In the data below, reproduce word for word the lines starting at the line that contains "Target = overcast sky" and ending at the last line of the data.

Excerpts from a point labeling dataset
━━━━

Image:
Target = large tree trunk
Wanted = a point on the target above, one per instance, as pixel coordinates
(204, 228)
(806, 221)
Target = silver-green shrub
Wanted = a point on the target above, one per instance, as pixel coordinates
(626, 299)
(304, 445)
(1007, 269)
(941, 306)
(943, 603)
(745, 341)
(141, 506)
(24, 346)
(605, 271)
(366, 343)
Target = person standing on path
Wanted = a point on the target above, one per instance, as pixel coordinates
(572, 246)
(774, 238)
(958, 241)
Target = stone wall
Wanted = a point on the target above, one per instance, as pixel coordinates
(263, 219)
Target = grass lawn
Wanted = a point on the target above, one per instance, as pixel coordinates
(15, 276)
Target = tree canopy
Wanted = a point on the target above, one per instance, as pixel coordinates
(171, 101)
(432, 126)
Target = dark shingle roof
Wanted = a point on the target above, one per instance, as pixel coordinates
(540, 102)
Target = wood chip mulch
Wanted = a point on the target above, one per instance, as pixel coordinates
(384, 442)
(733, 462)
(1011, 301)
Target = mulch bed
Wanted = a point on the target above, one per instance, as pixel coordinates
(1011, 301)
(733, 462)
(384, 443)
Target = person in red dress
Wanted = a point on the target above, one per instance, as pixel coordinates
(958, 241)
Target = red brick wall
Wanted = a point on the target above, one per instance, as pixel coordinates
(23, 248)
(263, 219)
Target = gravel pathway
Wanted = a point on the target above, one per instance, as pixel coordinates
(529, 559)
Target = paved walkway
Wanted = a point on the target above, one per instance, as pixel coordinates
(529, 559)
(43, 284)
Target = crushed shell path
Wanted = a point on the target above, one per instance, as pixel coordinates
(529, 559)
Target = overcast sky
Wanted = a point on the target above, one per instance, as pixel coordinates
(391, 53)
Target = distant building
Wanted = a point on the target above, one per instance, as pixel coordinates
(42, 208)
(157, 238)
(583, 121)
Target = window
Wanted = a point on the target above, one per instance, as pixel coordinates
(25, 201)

━━━━

▶ [Solution]:
Target = overcast sky
Wanted = a point on the target above, one per instance, as pixel coordinates
(391, 53)
Target = distant building
Wanted = a point on the target above, one per instance, as pixel coordinates
(42, 208)
(157, 238)
(583, 121)
Target = window
Wanted = a point on the target above, one per instance, as pixel coordinates
(25, 201)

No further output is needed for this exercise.